It’s rare growing up in Indiana without feeling the lure of basketball. Jonathin Perez is no exception. The 9-year-old works on his game constantly. “The best thing about it is how I can get better and better at it. And it's fun to play in tournaments.”

Jonathin’s interest in the game piqued when he was 6 years old. His mother Katie took him to an adaptive sports expo where the wheelchair basketball coach allowed him to give the game a try. “I took a shot and I told my mom that I really wanted to play,” says Jonathin.

“He wasn’t very good at first,” says Katie. “But he kept at it and he’s doing really good now.” This will be Jonathin’s fourth season with the RHI Junior Racers, a wheelchair basketball team.

Jonathin Perez

Jonathin plays other sports as well. He plays adaptive tennis and likes baseball, too.

When he was 4 years old, Jonathin began experiencing flu-like symptoms and leg pain. His condition worsened quickly, and his doctor sent him to Riley Children’s Health. A team of specialists diagnosed Jonathin with necrotizing fasciitis and sepsis. They saved his life from the raging infection. “He was on the brink of death, and we were able to pull him back from that,” says Orthopedic Surgeon Ryan Fitzgerald, M.D. “If he’d been here a couple of hours later, he probably would have died.” Doctors eventually had to amputate his right leg. Jonathin spent three months at Riley and learned to walk with a prosthetic leg.

“Without them, we wouldn’t have him right now,” says Jonathin’s mother. “It’s been amazing.”

Jonathin’s dad, Evodio, echoes those thoughts. “I was very grateful for everybody that cared for Jonathin in that situation. I can’t imagine where we would be without Riley. To meet the nurses, doctors and caregivers, I’m very grateful.”

Now Jonathin’s family looks forward to future games and his role as a Riley Champion. With wheelchair basketball, mastering the fundamentals has been a challenge. “At first, he was spinning in circles in the chair and was just learning how to dribble,” says Katie. “But he made his first basket last year in a game and it was pretty cool.” They’re now anticipating the opportunity to share his story as a Riley Champion and help others facing similar challenges.

--------------------

How would you sum up the article about Jonathin Perez in three sentences?

--------------------

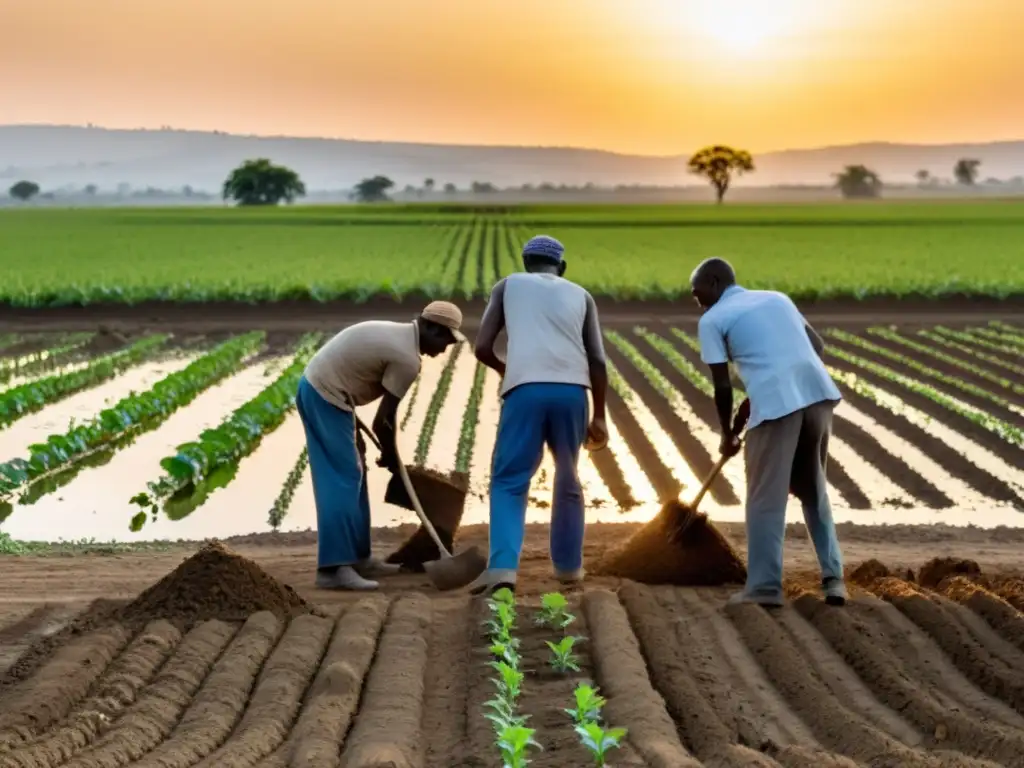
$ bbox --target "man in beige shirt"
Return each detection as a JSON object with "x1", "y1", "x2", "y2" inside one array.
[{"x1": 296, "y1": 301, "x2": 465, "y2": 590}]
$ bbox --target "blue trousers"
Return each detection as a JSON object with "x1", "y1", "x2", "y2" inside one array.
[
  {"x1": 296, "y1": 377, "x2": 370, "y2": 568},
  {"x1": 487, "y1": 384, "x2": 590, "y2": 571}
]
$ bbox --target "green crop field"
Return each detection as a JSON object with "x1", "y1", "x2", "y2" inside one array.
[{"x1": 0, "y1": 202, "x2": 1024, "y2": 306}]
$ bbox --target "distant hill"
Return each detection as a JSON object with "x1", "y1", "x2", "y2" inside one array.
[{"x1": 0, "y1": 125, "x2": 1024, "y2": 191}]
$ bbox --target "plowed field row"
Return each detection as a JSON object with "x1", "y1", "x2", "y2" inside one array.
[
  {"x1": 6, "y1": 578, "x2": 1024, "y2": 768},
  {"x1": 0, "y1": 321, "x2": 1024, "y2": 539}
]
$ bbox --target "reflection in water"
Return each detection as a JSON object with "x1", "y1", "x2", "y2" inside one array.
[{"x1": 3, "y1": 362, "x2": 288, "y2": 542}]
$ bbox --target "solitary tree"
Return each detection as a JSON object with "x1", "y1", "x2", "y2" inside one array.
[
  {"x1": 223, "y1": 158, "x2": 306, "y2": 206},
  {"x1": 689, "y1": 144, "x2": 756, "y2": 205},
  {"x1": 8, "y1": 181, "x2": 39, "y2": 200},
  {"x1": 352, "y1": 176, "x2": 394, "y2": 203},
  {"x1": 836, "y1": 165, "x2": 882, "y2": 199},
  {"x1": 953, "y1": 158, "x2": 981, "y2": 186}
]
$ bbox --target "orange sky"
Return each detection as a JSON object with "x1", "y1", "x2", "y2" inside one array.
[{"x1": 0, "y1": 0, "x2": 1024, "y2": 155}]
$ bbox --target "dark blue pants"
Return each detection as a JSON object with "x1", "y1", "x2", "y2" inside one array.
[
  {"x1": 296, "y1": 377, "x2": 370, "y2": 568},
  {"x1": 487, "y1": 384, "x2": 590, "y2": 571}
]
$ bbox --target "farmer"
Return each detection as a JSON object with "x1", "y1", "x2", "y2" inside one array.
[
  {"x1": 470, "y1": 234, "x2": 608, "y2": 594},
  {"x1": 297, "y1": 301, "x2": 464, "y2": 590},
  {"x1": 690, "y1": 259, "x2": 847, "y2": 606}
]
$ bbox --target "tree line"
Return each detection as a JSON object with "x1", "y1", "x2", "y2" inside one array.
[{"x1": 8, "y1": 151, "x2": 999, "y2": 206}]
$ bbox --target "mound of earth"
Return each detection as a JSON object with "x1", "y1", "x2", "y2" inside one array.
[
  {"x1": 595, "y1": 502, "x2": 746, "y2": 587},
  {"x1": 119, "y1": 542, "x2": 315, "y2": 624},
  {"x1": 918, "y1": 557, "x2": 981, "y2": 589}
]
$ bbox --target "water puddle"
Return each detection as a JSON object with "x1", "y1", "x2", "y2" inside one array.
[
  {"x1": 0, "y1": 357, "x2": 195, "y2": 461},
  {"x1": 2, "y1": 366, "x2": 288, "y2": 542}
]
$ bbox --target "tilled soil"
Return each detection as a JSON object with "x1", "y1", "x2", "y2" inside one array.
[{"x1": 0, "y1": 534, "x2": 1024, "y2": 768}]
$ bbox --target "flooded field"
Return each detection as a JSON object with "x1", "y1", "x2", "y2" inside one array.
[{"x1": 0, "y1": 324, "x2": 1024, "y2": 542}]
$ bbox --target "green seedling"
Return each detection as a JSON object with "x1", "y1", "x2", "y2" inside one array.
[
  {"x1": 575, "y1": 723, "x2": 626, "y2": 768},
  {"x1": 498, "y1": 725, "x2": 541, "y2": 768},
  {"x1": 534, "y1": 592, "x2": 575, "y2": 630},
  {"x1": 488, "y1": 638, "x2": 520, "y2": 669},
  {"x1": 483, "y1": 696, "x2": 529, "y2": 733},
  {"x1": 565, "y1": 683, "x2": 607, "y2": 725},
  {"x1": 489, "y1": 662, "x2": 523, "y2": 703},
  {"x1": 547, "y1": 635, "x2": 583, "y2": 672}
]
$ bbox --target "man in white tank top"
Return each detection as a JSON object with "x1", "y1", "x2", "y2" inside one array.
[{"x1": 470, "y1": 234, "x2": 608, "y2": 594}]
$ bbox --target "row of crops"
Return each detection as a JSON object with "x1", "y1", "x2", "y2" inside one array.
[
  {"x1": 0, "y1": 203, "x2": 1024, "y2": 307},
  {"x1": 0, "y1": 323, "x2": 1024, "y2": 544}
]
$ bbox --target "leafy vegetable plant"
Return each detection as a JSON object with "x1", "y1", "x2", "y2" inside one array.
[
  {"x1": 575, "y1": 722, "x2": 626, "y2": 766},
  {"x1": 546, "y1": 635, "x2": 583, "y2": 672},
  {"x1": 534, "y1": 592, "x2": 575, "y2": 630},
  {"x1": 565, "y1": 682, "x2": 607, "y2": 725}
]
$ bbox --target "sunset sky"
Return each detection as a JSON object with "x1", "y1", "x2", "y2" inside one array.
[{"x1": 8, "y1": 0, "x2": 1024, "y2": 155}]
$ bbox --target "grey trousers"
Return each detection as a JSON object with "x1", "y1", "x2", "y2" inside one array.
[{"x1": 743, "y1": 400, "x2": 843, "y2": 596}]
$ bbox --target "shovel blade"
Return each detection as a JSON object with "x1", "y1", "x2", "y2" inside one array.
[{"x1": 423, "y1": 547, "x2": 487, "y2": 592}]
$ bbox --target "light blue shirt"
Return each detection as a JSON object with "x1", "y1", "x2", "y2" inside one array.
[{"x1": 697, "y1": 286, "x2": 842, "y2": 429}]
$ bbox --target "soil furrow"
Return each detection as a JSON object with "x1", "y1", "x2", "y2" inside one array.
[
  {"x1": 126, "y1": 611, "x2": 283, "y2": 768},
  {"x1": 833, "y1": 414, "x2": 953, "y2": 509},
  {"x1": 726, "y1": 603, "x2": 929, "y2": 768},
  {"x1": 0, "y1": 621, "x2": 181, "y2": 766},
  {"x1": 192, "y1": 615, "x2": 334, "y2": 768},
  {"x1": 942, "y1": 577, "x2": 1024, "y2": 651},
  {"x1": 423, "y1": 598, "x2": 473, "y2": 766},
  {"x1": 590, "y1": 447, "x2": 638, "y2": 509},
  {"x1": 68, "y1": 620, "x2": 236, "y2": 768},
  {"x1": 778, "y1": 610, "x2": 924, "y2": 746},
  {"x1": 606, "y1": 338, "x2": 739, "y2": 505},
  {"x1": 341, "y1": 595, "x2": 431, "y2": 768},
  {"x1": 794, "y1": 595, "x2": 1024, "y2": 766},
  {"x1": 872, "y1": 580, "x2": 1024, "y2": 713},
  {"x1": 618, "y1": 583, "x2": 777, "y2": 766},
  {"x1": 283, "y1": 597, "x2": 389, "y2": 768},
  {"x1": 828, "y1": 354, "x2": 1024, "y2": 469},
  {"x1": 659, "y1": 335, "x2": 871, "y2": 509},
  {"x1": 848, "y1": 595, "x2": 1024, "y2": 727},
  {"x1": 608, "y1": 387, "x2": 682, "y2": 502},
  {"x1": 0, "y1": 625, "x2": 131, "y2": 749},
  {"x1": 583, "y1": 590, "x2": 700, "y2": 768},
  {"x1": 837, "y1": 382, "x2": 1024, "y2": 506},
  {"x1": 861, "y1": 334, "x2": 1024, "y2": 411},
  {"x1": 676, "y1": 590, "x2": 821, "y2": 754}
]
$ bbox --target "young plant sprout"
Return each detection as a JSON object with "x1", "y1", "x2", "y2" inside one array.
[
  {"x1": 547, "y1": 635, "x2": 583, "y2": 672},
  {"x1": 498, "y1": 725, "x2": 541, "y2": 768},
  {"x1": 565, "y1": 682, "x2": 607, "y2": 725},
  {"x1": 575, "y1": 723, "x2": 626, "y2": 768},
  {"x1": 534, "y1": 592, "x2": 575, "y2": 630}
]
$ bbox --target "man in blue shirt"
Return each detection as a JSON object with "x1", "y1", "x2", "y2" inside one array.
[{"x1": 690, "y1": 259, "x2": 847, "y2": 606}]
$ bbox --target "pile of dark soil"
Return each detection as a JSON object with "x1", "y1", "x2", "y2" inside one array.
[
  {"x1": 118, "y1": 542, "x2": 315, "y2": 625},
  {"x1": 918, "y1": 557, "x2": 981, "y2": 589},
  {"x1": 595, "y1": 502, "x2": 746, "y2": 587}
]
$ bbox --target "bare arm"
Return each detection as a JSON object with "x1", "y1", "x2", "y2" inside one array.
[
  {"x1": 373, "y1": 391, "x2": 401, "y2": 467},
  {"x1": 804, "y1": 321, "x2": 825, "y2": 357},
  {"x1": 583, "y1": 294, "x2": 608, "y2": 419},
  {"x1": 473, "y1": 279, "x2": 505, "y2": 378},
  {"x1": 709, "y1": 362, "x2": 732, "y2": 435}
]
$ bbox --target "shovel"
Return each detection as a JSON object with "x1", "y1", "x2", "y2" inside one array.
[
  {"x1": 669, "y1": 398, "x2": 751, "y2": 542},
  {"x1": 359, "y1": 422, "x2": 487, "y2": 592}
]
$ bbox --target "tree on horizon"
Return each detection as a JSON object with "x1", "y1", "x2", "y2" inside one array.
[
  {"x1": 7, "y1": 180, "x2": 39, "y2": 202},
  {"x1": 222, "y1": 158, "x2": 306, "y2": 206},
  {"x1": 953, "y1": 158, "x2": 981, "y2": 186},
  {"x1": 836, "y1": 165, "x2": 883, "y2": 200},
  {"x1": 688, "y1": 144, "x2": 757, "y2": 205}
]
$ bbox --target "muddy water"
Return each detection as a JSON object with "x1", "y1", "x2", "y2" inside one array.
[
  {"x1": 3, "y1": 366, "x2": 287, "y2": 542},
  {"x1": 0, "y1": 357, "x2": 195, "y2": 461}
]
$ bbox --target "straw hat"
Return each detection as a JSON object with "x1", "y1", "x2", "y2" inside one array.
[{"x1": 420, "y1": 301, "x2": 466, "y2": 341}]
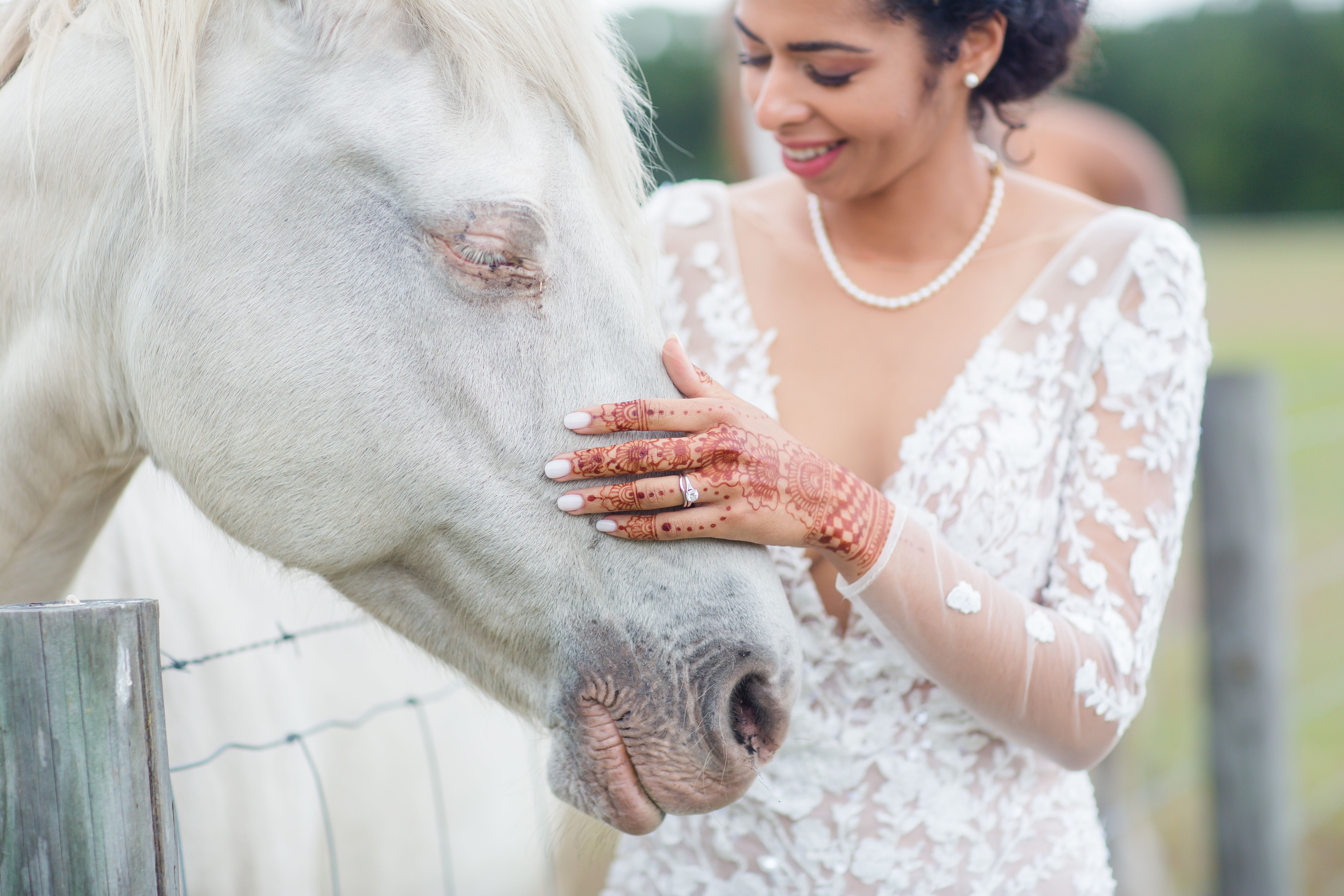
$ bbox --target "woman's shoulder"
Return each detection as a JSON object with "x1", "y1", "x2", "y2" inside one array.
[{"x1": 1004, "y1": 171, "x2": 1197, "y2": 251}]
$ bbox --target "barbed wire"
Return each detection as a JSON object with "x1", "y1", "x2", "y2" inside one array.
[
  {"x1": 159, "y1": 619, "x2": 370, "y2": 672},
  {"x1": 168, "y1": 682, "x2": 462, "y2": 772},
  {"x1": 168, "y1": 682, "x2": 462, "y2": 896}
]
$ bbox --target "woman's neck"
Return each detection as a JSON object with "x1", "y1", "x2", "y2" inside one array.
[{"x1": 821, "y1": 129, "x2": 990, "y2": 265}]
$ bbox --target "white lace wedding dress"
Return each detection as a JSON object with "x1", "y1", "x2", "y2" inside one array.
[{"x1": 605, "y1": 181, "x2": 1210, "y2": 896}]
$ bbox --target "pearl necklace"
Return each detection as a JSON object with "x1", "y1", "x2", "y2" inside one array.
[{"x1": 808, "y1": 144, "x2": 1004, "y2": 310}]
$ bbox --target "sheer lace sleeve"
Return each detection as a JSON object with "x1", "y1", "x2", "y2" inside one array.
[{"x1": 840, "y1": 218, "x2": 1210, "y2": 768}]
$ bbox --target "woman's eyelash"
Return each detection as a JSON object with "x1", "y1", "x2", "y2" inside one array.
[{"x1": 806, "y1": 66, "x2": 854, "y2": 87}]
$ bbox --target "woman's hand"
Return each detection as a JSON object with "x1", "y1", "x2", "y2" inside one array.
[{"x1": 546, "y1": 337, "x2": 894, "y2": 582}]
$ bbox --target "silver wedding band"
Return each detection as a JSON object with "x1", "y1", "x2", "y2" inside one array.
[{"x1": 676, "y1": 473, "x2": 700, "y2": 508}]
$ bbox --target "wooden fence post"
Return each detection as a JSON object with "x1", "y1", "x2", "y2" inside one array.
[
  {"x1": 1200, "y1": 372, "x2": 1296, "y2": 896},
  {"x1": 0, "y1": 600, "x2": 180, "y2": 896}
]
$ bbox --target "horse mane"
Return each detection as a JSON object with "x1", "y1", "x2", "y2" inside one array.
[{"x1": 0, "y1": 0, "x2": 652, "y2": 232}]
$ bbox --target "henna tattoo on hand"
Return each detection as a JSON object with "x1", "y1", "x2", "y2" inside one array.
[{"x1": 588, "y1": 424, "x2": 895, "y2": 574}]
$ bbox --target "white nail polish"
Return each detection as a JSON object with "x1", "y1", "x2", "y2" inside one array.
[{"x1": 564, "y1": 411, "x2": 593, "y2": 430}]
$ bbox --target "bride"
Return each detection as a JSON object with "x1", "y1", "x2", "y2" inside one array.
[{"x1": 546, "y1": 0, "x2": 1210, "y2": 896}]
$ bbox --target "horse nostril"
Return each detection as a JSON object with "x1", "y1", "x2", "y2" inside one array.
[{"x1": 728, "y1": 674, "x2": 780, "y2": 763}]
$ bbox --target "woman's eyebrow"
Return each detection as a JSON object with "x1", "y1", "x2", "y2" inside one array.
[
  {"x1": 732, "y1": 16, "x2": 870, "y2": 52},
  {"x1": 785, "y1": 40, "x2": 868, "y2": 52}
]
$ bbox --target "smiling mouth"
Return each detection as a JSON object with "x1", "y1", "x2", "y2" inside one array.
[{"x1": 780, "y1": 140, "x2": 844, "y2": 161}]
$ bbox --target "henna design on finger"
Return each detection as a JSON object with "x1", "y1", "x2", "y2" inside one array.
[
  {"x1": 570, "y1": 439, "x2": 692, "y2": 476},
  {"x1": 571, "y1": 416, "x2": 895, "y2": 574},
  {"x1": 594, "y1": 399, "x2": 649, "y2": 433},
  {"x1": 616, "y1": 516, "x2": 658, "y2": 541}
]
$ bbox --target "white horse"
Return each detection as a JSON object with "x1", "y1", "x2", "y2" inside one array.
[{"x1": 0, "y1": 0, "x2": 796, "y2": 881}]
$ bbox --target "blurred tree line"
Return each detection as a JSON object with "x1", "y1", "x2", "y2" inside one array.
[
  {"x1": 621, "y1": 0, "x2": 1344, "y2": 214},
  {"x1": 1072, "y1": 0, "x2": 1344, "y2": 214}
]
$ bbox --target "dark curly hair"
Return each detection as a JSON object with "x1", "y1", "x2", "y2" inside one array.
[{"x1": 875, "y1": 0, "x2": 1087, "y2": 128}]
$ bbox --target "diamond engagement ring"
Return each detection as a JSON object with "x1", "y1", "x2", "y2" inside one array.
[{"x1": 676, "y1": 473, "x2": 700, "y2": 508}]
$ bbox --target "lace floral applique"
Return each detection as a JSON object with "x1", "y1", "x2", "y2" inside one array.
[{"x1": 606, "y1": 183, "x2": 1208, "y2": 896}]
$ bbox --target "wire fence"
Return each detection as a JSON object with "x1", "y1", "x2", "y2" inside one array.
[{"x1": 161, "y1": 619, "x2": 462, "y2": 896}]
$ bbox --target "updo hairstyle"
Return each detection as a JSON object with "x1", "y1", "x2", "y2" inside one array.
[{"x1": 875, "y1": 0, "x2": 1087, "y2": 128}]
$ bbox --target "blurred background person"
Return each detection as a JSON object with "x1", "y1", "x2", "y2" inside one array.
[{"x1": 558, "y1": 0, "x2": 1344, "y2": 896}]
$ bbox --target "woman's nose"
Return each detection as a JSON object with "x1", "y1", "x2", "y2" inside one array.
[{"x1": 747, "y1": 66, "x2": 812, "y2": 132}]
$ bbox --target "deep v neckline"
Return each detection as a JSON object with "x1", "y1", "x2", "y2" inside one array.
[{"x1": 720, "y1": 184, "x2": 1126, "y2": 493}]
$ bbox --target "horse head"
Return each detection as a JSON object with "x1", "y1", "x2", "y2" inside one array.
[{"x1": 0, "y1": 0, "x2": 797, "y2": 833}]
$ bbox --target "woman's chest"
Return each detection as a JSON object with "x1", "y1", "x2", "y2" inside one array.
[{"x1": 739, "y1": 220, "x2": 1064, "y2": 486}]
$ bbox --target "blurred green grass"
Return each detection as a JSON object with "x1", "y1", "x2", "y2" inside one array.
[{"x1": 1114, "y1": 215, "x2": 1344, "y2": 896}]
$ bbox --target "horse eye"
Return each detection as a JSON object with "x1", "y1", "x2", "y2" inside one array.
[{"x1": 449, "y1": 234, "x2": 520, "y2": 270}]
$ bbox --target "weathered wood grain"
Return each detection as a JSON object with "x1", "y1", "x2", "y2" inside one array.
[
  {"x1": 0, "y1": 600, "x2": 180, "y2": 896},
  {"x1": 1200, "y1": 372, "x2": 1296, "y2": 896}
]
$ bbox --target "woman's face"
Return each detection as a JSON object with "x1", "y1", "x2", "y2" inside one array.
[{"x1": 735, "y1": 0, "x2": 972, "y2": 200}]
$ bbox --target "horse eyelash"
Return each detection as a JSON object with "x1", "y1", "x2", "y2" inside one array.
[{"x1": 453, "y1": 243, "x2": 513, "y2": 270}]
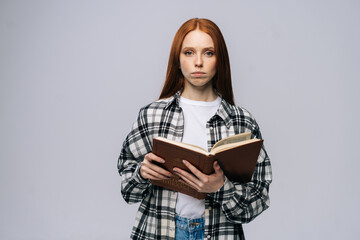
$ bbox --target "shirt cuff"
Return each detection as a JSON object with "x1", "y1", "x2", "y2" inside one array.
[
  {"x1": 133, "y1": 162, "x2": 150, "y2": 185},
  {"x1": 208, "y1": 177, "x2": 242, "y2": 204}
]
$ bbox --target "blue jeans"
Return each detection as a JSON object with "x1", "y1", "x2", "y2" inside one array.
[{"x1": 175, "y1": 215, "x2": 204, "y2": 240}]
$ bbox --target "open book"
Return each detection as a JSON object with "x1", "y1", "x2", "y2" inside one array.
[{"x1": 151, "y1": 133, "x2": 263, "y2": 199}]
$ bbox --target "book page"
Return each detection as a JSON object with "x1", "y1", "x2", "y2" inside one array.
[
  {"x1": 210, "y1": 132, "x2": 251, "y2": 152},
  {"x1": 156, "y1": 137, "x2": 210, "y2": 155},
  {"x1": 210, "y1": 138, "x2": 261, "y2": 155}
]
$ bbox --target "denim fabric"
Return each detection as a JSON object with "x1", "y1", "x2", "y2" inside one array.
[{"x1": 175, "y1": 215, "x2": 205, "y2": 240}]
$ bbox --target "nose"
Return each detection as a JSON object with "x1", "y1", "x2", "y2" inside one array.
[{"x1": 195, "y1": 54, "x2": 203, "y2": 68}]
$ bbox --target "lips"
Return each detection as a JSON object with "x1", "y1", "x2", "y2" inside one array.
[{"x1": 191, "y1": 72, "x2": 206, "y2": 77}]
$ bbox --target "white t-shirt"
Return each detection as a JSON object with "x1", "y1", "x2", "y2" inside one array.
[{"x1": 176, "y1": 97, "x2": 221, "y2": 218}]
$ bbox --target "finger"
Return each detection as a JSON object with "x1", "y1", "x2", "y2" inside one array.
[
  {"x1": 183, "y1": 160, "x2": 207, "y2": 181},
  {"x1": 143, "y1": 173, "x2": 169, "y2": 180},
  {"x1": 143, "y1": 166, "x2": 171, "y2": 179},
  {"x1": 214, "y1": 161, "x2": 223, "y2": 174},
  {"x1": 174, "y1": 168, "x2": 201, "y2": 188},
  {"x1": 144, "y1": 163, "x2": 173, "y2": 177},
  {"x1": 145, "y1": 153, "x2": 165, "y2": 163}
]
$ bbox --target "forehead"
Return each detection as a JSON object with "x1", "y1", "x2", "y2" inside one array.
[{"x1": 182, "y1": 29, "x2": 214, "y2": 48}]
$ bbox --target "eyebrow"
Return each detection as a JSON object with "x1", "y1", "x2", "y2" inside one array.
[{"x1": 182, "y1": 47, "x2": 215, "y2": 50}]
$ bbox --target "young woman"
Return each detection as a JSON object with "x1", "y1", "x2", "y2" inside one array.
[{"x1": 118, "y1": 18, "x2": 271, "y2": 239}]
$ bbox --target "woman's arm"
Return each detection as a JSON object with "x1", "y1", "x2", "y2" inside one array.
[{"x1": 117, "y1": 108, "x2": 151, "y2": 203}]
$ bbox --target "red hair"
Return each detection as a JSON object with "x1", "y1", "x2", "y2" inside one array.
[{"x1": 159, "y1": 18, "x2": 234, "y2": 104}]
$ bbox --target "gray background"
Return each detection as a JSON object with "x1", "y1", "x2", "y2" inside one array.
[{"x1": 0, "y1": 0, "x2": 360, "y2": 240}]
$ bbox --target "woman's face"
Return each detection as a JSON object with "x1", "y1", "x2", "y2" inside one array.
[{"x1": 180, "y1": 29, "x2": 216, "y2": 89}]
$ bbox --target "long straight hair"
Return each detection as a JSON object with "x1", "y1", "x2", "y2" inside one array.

--------------------

:: YOUR RESPONSE ::
Jonathin Perez, a 9-year-old growing up in Indiana, tried wheelchair basketball at an adaptive sports expo when he was 6 and is now starting his fourth season with the RHI Junior Racers. When he was 4, specialists at Riley Children's Health diagnosed him with necrotizing fasciitis and sepsis and saved his life, though doctors eventually had to amputate his right leg, and he spent three months there learning to walk with a prosthetic leg. His parents are grateful to everyone at Riley who cared for him, and the family now looks forward to future games and to sharing his story as a Riley Champion to help others facing similar challenges.